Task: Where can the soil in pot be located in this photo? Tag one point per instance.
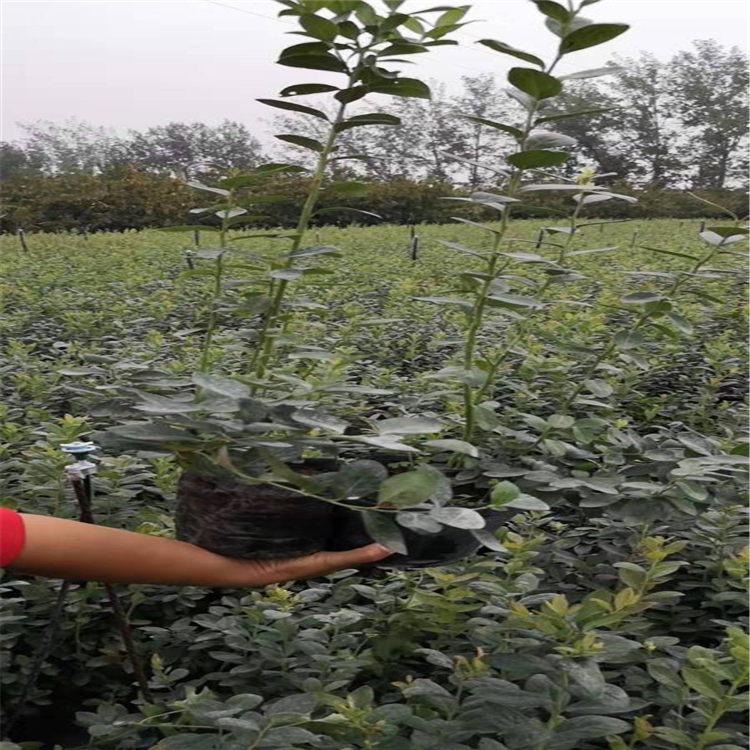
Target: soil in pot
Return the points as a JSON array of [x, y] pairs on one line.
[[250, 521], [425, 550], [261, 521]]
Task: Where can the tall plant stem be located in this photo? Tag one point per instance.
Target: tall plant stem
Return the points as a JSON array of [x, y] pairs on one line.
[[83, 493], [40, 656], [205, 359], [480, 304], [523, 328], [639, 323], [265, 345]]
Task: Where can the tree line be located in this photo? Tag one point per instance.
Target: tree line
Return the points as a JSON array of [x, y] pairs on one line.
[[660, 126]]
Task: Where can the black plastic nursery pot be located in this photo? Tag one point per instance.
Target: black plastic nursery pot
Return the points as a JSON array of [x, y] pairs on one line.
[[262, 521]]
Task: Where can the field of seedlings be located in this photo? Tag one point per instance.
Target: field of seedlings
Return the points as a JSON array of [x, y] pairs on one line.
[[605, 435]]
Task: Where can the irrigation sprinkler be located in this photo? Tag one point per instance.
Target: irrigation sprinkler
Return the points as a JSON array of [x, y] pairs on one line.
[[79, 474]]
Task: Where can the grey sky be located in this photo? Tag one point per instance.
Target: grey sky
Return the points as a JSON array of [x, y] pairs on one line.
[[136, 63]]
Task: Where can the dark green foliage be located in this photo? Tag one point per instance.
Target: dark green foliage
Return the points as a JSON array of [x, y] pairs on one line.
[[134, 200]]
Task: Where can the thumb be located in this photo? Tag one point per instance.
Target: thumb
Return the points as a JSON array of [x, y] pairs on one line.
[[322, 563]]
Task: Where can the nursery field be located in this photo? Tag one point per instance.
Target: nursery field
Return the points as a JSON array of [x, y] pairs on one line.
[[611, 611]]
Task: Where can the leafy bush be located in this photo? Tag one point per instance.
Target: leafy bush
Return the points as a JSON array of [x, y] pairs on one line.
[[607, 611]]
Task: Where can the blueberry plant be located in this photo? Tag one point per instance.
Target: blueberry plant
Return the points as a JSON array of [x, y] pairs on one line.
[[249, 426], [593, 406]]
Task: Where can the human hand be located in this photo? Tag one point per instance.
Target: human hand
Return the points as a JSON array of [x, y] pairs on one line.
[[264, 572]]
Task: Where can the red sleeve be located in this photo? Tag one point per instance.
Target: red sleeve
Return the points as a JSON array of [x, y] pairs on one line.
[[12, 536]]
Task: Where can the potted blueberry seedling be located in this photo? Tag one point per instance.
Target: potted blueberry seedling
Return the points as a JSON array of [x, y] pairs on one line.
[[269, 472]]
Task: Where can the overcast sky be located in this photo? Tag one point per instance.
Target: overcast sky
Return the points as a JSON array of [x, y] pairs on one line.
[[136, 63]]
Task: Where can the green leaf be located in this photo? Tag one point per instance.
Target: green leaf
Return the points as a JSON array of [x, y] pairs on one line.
+++
• [AIM OF THE TASK]:
Once the pictures are set aside, give the listing again word for word.

• [ANSWER TO THIS TASK]:
Task: Where can the soil in pot be located in this photo? Tag one point per instance.
Target: soil in pot
Return the points as a JSON array of [x, y] pairs on one line.
[[250, 521], [425, 550], [261, 521]]
Task: Where can the tall plant stem be located in this photo? Tag one point per instance.
Target: tall plant stem
Return the points as a JSON array of [x, y] pairs on one line.
[[83, 493], [40, 656], [205, 359], [480, 304], [523, 328], [639, 323], [265, 345]]
Task: Where can the tree line be located in this photo? Tag one point per instance.
Target: tree line
Return the points as a JSON array of [x, y] pairs on one line.
[[660, 126]]
Task: Where can the black plastic nursery pot be located in this photo? Tag one point per instance.
Target: black plastic nursery pot
Return the points as a JSON array of [x, y] pairs on one line.
[[262, 521]]
Task: Where can the field of seedlings be located in this photo? Tag one point per instance.
Target: field of seedlings
Return the points as a JSON array of [x, y] pairs on one line.
[[605, 435]]
Task: Where can the irrigation sprinkler be located in this photo? Tag one point per instance.
Target: irrigation sprinkler
Return the points as a JSON array of [x, y] pairs on one line.
[[79, 474]]
Task: Where can the grey sky be located in this photo? Tag one point per instance.
Target: grey sky
Return the points as a JSON array of [x, y] pairs on one line.
[[136, 63]]
Task: Where can the dark green foliage be located in this photo? Tag one point per instance.
Target: dark green foliage
Return the points as a JSON array of [x, y] pairs on one line.
[[134, 200]]
Task: Where can the thumb be located in this photo? Tag one point per instance.
Target: thumb
Return the points as a JSON array of [x, y] pairs on one line.
[[322, 563]]
Task: Where can the nursery field be located in this photo? Tag one point per instance.
Target: nursery field
Return the points as a JSON array of [x, y] pairs on one line.
[[611, 611]]
Task: Where can the leafy bush be located in this photo? Tag one point per instance.
Target: leafy bush
Return the points as a JSON array of [x, y] pairs on one line.
[[607, 611]]
Task: Where can the blueberry plant be located in this photo? Tag one point per instance.
Target: blueberry plant
Return the points as a JSON array of [x, y] pairs on one line.
[[249, 426], [593, 406]]
Task: Where can the human hand be located in this photo? Tag one point per instance.
Target: human hand
Return the points as a JSON array of [x, y] pairs on one line.
[[264, 572]]
Task: Where can the red sleeve be located in this photo? Tag one point per instance.
Target: red sleeve
Return the points as a JSON array of [x, y] pairs on one line.
[[12, 536]]
Task: Where can the potted blueberry seedling be located in this photo? Tag one point per instance.
Target: potted blueberry seedling
Return the points as a JSON array of [x, y] pairs on one line.
[[269, 472]]
Task: Where can the overcast sky be located in this photo? Tag one point per instance.
Target: overcast sky
Return the points as a JSON array of [x, y] pairs on one line.
[[136, 63]]
Task: Where can the green leaf be located in this photo? Tag one point per instance.
Target: green leaf
Return the points as a JSON array of [x, y] pairs on one line.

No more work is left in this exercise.